▶ ABOUT THIS TASK:
Say how many lines in the data hold "below". Nothing else belongs in the answer.

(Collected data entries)
━━━━━━━━━━

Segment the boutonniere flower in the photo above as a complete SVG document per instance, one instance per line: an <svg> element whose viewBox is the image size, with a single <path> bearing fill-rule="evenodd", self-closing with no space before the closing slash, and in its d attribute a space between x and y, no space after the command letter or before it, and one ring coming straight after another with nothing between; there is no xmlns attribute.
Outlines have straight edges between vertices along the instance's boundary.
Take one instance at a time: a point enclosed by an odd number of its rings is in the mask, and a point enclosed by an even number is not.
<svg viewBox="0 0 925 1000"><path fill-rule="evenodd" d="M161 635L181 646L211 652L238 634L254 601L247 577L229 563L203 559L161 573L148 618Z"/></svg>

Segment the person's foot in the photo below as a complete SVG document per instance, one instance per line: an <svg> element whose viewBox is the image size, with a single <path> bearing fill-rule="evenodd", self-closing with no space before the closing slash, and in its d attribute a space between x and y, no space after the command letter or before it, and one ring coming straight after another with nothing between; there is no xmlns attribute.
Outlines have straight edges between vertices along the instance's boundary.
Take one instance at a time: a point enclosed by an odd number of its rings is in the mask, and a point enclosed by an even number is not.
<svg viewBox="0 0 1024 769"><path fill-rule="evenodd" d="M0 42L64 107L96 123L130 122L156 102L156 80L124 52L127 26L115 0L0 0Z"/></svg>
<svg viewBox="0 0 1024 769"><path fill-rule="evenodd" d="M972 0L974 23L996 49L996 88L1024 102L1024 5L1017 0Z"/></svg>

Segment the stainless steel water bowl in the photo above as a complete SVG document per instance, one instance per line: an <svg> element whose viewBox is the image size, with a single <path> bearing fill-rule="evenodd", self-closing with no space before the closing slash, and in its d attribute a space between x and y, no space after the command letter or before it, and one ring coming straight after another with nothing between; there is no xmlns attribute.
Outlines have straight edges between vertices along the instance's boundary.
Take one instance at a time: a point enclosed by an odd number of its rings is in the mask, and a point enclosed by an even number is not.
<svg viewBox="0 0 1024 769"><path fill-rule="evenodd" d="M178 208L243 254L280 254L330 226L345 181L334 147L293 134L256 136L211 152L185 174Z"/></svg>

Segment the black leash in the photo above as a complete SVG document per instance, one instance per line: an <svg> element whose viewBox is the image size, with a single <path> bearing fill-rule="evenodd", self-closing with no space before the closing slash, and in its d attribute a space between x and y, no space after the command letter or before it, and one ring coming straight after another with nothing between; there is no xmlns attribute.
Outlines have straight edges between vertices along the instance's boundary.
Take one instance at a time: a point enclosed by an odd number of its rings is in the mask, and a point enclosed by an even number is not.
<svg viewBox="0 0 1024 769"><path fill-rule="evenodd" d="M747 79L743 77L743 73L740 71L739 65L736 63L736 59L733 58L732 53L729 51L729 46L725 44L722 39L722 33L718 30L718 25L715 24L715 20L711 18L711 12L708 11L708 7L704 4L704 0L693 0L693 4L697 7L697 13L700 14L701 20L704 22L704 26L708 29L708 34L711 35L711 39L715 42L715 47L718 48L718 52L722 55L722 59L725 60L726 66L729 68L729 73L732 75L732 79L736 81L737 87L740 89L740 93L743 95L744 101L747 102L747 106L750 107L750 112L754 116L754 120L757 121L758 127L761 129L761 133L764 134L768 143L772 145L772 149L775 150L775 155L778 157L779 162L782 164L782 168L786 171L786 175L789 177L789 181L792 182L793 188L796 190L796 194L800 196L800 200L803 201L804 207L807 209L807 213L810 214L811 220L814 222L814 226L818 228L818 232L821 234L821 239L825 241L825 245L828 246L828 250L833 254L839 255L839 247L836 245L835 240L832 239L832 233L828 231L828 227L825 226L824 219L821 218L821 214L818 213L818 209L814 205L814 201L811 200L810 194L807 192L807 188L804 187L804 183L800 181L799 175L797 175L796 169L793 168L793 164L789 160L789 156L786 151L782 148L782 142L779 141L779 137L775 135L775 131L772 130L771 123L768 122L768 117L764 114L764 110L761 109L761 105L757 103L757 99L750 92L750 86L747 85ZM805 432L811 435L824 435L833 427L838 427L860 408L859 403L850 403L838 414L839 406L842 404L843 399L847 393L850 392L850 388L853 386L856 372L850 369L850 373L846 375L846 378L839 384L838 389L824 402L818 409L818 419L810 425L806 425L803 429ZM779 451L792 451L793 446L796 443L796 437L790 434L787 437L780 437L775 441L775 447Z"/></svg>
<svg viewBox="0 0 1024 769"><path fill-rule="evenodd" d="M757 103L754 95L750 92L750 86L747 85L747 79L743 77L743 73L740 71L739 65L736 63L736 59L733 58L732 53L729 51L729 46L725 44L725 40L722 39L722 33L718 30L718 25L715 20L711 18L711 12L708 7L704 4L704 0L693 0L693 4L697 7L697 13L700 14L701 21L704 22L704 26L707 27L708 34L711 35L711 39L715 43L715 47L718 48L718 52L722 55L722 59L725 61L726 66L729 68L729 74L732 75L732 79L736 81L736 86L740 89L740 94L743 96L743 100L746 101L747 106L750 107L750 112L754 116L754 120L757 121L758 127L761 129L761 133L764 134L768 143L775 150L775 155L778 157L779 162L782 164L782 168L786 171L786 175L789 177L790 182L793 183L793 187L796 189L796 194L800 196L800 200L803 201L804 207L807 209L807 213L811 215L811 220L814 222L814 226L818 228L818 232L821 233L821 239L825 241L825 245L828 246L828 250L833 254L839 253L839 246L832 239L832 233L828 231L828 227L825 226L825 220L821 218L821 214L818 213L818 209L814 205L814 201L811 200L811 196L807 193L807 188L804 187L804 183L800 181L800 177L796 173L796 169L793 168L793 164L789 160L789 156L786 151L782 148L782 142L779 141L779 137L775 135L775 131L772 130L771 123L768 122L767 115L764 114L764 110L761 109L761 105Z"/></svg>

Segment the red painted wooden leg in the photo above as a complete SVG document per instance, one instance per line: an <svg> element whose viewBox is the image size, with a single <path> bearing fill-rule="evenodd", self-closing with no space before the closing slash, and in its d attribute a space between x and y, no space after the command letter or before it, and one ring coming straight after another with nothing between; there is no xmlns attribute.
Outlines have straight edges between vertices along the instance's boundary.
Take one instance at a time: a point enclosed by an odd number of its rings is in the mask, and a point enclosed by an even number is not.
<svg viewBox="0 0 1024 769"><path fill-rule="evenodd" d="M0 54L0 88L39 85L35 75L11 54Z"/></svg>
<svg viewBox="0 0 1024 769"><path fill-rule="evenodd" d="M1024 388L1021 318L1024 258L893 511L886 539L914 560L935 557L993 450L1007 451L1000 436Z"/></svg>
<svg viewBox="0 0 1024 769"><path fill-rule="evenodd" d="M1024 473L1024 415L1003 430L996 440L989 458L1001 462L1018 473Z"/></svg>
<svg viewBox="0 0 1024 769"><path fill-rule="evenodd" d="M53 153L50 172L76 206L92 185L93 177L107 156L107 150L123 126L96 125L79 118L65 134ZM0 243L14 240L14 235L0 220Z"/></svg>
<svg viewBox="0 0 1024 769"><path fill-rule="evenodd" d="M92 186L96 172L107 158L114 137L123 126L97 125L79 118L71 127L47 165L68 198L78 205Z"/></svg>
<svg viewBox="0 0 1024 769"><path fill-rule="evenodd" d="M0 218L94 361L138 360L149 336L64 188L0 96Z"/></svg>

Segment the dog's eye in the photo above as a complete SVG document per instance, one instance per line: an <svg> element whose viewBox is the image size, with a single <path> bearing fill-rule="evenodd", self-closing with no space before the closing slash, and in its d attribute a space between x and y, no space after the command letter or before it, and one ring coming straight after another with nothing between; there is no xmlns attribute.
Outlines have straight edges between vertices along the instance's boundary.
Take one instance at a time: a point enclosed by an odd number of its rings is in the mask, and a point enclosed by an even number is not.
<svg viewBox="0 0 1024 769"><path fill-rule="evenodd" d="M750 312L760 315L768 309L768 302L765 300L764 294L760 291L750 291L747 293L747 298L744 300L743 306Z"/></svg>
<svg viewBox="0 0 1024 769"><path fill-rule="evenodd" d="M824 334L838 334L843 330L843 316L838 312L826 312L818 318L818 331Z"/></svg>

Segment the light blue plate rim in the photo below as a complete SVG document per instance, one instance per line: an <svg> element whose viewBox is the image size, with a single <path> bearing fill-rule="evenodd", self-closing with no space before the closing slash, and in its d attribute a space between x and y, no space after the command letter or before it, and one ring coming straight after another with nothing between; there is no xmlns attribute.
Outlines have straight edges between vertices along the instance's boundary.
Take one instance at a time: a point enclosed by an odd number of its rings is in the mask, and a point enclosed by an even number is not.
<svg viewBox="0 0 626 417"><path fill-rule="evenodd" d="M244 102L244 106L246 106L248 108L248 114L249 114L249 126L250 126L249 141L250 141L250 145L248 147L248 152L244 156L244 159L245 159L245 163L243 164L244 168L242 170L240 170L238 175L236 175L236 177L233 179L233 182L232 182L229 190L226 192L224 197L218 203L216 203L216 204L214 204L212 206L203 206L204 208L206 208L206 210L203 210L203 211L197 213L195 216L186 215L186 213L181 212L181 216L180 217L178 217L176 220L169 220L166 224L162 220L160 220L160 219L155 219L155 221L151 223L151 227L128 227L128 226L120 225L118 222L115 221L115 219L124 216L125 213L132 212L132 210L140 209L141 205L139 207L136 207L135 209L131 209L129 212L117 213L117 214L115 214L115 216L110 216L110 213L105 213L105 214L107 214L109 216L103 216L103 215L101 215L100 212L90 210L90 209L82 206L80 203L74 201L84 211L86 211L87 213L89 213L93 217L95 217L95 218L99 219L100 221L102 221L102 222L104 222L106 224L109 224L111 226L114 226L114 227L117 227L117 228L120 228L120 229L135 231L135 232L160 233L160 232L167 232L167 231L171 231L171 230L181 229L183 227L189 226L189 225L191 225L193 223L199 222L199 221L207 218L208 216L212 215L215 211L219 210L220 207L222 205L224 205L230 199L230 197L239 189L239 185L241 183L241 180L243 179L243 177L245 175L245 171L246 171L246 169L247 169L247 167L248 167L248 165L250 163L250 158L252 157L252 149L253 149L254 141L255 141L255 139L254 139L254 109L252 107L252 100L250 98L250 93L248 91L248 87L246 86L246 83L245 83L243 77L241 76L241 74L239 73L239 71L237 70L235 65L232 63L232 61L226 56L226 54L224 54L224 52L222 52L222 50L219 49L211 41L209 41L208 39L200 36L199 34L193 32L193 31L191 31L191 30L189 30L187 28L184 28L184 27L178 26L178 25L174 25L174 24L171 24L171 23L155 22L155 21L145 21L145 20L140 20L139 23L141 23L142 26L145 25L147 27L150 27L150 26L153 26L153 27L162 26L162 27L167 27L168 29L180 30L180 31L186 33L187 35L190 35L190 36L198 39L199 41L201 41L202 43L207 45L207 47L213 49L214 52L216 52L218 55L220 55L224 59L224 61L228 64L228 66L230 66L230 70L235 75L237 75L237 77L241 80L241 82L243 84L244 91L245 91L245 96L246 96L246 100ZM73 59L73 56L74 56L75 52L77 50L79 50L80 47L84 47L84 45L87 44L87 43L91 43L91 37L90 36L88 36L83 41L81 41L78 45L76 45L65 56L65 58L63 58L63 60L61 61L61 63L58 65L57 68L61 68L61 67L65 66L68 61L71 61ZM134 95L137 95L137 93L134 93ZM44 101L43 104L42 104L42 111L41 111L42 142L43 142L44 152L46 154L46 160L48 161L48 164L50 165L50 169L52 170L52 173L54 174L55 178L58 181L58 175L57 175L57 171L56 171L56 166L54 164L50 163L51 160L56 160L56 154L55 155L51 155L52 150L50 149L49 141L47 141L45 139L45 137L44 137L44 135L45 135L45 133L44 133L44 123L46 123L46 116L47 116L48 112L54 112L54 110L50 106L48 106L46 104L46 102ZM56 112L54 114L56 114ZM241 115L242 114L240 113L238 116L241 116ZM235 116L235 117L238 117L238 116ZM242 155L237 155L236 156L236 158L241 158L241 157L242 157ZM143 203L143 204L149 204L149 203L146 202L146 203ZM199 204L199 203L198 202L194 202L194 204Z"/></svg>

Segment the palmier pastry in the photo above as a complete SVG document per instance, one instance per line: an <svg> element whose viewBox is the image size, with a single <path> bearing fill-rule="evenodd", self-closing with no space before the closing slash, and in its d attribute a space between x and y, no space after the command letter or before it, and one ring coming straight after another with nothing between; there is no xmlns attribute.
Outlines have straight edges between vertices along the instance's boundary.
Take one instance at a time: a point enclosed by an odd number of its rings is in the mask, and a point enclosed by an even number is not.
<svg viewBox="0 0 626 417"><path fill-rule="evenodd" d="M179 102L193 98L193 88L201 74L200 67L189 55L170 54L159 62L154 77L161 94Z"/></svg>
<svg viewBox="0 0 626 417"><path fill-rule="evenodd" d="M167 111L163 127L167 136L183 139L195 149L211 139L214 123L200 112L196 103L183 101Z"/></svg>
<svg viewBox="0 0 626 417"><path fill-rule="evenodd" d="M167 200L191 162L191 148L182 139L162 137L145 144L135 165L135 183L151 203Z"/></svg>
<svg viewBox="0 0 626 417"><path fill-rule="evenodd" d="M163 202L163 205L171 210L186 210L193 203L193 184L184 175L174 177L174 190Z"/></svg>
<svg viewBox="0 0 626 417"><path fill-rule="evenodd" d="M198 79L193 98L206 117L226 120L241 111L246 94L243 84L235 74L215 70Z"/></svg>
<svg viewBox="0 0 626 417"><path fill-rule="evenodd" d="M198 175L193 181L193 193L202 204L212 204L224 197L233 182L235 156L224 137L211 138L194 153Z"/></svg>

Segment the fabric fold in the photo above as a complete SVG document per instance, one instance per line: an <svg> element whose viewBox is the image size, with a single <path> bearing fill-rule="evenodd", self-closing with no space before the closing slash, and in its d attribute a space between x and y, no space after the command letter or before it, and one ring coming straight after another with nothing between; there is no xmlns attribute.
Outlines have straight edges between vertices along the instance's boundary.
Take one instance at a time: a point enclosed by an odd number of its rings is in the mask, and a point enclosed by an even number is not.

━━━━━━━━━━

▶ WORKED SOLUTION:
2